**Exercise task:** Please print every record below exactly as it appears.

**Stored records:**
= = =

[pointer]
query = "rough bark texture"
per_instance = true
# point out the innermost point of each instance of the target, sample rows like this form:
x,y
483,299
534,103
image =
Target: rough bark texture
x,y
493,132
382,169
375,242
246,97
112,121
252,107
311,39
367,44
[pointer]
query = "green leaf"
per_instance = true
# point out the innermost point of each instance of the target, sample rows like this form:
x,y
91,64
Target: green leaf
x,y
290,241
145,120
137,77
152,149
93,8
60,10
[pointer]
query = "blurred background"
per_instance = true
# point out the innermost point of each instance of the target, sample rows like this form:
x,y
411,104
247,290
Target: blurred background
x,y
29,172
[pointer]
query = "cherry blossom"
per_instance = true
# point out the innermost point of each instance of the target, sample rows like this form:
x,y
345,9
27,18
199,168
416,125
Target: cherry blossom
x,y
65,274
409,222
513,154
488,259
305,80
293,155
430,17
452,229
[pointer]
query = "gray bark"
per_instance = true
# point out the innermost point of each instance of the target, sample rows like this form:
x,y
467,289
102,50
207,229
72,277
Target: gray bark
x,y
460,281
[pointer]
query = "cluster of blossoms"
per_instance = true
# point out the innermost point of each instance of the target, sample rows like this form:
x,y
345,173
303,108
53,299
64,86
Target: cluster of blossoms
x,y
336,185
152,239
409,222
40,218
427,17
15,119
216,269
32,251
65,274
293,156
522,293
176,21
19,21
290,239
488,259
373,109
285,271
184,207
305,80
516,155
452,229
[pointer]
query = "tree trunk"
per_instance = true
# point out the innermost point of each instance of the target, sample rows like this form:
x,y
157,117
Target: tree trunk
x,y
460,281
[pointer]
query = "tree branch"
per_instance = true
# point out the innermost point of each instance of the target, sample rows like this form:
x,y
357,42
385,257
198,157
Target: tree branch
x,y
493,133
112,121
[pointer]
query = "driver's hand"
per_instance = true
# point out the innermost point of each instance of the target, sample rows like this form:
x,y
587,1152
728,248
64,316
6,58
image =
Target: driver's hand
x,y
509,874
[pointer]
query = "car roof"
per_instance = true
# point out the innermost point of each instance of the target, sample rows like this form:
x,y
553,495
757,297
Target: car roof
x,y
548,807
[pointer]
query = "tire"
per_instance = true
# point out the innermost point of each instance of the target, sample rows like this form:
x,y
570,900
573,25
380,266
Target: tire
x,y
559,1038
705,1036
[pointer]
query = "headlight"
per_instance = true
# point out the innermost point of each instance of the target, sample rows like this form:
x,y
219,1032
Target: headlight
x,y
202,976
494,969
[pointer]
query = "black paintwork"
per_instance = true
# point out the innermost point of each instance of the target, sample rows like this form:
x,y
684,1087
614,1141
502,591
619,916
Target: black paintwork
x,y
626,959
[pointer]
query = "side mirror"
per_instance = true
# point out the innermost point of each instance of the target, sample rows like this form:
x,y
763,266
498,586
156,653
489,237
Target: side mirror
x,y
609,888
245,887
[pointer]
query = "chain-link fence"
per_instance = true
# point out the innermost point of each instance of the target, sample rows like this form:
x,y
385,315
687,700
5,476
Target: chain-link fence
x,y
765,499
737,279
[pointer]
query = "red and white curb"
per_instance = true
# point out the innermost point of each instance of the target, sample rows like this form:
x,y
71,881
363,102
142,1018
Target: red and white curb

= = =

**Worked solution:**
[pointer]
query = "rough bark texture"
per_instance = true
# point out the innermost point of each instance of the target, sample rows like this form:
x,y
483,299
534,103
image =
Target: rough bark texture
x,y
493,132
382,169
375,242
246,97
112,121
252,107
311,39
367,44
[pointer]
query = "green leaf"
per_instance = true
# point out the innermost point of each instance of the target, sample rows like this form:
x,y
91,64
Target: green leaf
x,y
290,241
145,120
137,77
152,149
93,8
60,10
[pointer]
query = "blurred background"
per_instance = true
# point out the innermost point of each instance of the target, sample rows like this form:
x,y
411,104
247,290
Target: blurred background
x,y
29,172
[pointer]
query = "cherry blossom"
per_instance = true
# point out the innermost point of each instance of the target, sample rows like this form:
x,y
345,9
27,18
199,168
416,125
Target: cherry blossom
x,y
65,274
409,222
513,154
488,259
305,80
293,155
430,17
452,229
[pointer]
query = "gray bark"
per_instance = true
# point out the innermost point of each instance of the target, sample rows like this form:
x,y
467,289
102,50
207,229
72,277
Target: gray bark
x,y
460,281
[pointer]
query = "cluster of blossoms"
per_instance = true
# point out the innermost point of each instance of the target, sample rows like this form:
x,y
345,173
303,108
53,299
64,86
Target: cluster of blossoms
x,y
336,185
152,239
409,222
40,218
427,17
15,119
216,269
32,251
65,274
293,156
522,293
176,21
19,21
290,239
488,259
373,109
285,271
184,207
305,80
516,155
452,229
[pointer]
query = "tree trunk"
per_instance = true
# point out the innermost point of each instance of the target, sample rows like this form:
x,y
157,117
Target: tree trunk
x,y
460,281
[pointer]
query = "tree branch"
per_instance = true
# point out the innermost point of each instance of the target, sample rows like this form:
x,y
357,42
385,257
198,157
Target: tree branch
x,y
493,133
112,121
[pointer]
query = "driver's hand"
per_instance = true
# point out the innermost point of each instance of the target, sample rows like this form:
x,y
587,1152
728,248
64,316
6,58
image =
Target: driver's hand
x,y
509,874
[pointer]
query = "car roof"
per_instance = true
# point out the innermost point of each instance of the target, sample rows like this form:
x,y
553,495
757,297
Target: car roof
x,y
548,807
[pointer]
query = "tire"
per_instance = true
# point out the innermost point of each instance of the target, sample rows like this form:
x,y
570,900
573,25
380,266
Target: tire
x,y
559,1038
705,1036
[pointer]
query = "headlight"
per_instance = true
# point out the innermost point of each instance of the target, sample rows like this form:
x,y
219,1032
Target: headlight
x,y
202,976
494,969
[pointer]
query = "black paintwork"
per_instance = true
# point out the innermost point of each instance of the target, sample rows like this form:
x,y
684,1087
614,1141
502,591
619,916
Target: black paintwork
x,y
626,959
[pointer]
query = "side mirror"
per_instance = true
# point out the innermost point of each instance of the target, sample rows like this form:
x,y
763,266
498,586
156,653
489,237
Target: side mirror
x,y
609,888
245,887
[pointer]
query = "chain-link fence"
per_instance = true
# point out the innermost point of each instance of the target, sample rows like this form:
x,y
385,315
687,700
5,476
Target: chain-link fence
x,y
765,499
737,279
[pointer]
query = "red and white curb"
per_instance = true
# point out the innermost point of each instance of the target, sample rows like this form:
x,y
71,881
363,102
142,1018
Target: red and white curb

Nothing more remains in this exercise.